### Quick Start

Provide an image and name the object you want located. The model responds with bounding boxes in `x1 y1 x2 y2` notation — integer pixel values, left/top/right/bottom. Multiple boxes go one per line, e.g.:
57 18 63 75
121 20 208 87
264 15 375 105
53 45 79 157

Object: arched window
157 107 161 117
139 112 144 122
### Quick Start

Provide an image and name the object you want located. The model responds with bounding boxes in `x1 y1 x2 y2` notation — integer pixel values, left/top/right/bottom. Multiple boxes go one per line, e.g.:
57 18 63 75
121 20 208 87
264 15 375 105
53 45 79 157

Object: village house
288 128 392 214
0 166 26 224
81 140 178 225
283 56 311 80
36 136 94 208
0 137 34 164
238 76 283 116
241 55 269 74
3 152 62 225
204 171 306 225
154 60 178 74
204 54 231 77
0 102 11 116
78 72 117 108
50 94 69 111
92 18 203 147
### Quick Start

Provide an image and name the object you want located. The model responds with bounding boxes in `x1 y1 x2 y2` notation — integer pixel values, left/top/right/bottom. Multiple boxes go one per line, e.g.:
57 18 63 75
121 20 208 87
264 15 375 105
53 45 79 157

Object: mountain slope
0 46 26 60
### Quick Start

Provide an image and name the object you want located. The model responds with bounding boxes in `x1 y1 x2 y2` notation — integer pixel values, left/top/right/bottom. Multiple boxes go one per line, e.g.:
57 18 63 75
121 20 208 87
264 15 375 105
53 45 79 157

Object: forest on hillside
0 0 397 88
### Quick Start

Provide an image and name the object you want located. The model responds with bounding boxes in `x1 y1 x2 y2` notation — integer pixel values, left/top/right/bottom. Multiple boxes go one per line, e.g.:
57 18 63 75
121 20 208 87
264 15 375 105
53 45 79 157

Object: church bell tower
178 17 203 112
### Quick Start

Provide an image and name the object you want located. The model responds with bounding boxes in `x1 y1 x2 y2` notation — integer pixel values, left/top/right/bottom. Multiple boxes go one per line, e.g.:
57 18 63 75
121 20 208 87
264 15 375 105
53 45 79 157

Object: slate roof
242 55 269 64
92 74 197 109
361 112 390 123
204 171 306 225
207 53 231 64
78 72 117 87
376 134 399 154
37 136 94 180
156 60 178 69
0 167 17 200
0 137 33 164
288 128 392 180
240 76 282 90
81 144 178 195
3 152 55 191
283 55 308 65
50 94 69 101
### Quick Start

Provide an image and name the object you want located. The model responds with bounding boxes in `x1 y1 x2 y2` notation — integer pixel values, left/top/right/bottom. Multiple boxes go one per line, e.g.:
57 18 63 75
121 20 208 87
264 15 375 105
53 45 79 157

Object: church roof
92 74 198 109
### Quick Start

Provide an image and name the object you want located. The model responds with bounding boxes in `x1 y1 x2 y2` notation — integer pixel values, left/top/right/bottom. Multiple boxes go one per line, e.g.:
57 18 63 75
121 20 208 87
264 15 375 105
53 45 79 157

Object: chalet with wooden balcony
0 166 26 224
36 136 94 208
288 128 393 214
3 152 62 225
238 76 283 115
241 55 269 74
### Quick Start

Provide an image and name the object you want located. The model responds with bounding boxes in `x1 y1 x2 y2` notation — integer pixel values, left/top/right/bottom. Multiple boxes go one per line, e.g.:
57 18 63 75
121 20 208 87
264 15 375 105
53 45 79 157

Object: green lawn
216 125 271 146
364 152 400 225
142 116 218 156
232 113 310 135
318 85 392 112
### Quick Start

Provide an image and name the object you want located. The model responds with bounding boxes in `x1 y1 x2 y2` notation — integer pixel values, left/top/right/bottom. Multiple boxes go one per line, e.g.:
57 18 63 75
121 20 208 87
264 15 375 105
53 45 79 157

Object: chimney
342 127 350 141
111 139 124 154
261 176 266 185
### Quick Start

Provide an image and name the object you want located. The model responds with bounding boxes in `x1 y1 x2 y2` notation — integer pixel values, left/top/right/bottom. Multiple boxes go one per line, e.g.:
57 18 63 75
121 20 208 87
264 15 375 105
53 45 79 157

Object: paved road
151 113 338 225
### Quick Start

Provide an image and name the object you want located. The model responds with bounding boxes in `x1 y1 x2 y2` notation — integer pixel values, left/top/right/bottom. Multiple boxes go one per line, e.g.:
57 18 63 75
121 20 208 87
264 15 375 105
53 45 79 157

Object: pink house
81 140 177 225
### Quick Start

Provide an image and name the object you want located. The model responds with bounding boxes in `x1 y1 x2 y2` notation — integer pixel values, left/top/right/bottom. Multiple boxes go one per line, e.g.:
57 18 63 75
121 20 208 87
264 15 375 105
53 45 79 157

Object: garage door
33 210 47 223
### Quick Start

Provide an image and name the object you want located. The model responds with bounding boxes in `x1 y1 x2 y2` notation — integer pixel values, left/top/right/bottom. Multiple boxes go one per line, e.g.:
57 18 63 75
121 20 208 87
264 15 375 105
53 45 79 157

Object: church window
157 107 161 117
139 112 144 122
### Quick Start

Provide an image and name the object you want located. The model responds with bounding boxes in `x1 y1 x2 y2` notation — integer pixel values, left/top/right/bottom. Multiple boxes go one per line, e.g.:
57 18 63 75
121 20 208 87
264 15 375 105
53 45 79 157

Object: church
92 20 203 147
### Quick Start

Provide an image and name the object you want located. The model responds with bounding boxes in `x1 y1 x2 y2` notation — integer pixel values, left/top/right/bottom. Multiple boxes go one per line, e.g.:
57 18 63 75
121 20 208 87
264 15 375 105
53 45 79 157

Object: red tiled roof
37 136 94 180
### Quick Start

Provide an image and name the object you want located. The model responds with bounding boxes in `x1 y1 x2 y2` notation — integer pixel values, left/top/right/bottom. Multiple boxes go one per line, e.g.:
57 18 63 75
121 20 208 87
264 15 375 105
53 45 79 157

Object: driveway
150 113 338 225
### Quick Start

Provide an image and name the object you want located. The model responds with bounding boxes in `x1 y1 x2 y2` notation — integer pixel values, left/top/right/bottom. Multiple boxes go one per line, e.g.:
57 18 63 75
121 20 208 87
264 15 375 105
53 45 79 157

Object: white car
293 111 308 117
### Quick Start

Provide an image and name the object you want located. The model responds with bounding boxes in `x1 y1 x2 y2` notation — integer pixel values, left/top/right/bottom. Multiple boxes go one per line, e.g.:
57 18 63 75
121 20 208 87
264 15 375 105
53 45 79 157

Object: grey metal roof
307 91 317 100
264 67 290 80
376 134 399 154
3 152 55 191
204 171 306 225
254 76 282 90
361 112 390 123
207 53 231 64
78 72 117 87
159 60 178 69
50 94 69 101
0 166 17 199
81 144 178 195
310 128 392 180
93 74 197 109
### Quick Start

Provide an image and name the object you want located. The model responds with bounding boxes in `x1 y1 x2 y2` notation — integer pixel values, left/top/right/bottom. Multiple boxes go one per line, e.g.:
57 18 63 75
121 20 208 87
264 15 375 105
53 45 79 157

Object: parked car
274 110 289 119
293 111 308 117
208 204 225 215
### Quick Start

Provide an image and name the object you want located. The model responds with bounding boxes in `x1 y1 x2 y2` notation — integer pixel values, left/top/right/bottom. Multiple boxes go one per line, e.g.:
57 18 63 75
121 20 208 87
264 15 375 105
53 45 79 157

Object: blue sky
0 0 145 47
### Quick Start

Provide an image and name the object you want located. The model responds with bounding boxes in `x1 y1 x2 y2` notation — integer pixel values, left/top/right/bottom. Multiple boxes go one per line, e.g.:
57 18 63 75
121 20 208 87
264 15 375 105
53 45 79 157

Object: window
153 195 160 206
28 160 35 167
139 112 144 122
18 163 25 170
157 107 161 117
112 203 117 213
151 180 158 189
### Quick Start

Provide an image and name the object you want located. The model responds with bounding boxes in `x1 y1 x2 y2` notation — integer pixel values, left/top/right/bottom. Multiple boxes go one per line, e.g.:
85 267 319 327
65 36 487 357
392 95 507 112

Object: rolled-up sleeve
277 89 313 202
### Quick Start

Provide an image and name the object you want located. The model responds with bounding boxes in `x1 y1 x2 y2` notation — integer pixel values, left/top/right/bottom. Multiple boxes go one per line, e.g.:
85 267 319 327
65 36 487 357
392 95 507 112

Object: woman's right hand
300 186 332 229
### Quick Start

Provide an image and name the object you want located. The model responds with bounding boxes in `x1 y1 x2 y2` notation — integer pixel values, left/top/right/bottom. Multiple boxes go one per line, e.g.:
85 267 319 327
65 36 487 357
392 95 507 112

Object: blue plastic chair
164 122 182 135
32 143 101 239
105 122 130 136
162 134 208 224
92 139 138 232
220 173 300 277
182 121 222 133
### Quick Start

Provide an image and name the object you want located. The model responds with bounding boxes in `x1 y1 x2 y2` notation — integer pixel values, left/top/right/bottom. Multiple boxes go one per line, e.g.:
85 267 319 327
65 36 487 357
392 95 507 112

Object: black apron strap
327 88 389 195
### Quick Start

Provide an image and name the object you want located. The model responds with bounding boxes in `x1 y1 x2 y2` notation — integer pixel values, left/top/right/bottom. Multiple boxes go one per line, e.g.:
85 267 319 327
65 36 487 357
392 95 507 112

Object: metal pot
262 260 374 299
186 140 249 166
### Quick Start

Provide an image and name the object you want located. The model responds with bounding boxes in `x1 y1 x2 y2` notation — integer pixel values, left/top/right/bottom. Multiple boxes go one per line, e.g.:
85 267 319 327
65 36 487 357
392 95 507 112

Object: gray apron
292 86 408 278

******

## WORK INSTRUCTIONS:
Give the lines from the start of the items through the line containing "178 17 203 112", inclusive, as a Markdown table with the columns Row and Line. Number each row in the Row column, and leave out blank lines.

## EXERCISE ANSWER:
| Row | Line |
|---|---|
| 1 | ### Quick Start |
| 2 | Provide an image and name the object you want located. The model responds with bounding boxes in `x1 y1 x2 y2` notation — integer pixel values, left/top/right/bottom. Multiple boxes go one per line, e.g.: |
| 3 | 57 18 63 75 |
| 4 | 121 20 208 87 |
| 5 | 264 15 375 105 |
| 6 | 53 45 79 157 |
| 7 | Object: arched window |
| 8 | 157 107 161 117 |
| 9 | 139 112 144 122 |
| 10 | ### Quick Start |
| 11 | Provide an image and name the object you want located. The model responds with bounding boxes in `x1 y1 x2 y2` notation — integer pixel values, left/top/right/bottom. Multiple boxes go one per line, e.g.: |
| 12 | 57 18 63 75 |
| 13 | 121 20 208 87 |
| 14 | 264 15 375 105 |
| 15 | 53 45 79 157 |
| 16 | Object: village house |
| 17 | 288 128 392 214 |
| 18 | 0 166 26 224 |
| 19 | 81 140 178 225 |
| 20 | 283 56 311 80 |
| 21 | 36 136 94 208 |
| 22 | 0 137 34 164 |
| 23 | 238 76 283 116 |
| 24 | 241 55 269 74 |
| 25 | 3 152 62 225 |
| 26 | 204 171 306 225 |
| 27 | 154 60 178 74 |
| 28 | 204 54 231 77 |
| 29 | 0 102 11 116 |
| 30 | 78 72 117 108 |
| 31 | 50 94 69 111 |
| 32 | 92 18 203 147 |
| 33 | ### Quick Start |
| 34 | Provide an image and name the object you want located. The model responds with bounding boxes in `x1 y1 x2 y2` notation — integer pixel values, left/top/right/bottom. Multiple boxes go one per line, e.g.: |
| 35 | 57 18 63 75 |
| 36 | 121 20 208 87 |
| 37 | 264 15 375 105 |
| 38 | 53 45 79 157 |
| 39 | Object: mountain slope |
| 40 | 0 46 26 60 |
| 41 | ### Quick Start |
| 42 | Provide an image and name the object you want located. The model responds with bounding boxes in `x1 y1 x2 y2` notation — integer pixel values, left/top/right/bottom. Multiple boxes go one per line, e.g.: |
| 43 | 57 18 63 75 |
| 44 | 121 20 208 87 |
| 45 | 264 15 375 105 |
| 46 | 53 45 79 157 |
| 47 | Object: forest on hillside |
| 48 | 0 0 397 88 |
| 49 | ### Quick Start |
| 50 | Provide an image and name the object you want located. The model responds with bounding boxes in `x1 y1 x2 y2` notation — integer pixel values, left/top/right/bottom. Multiple boxes go one per line, e.g.: |
| 51 | 57 18 63 75 |
| 52 | 121 20 208 87 |
| 53 | 264 15 375 105 |
| 54 | 53 45 79 157 |
| 55 | Object: church bell tower |
| 56 | 178 17 203 112 |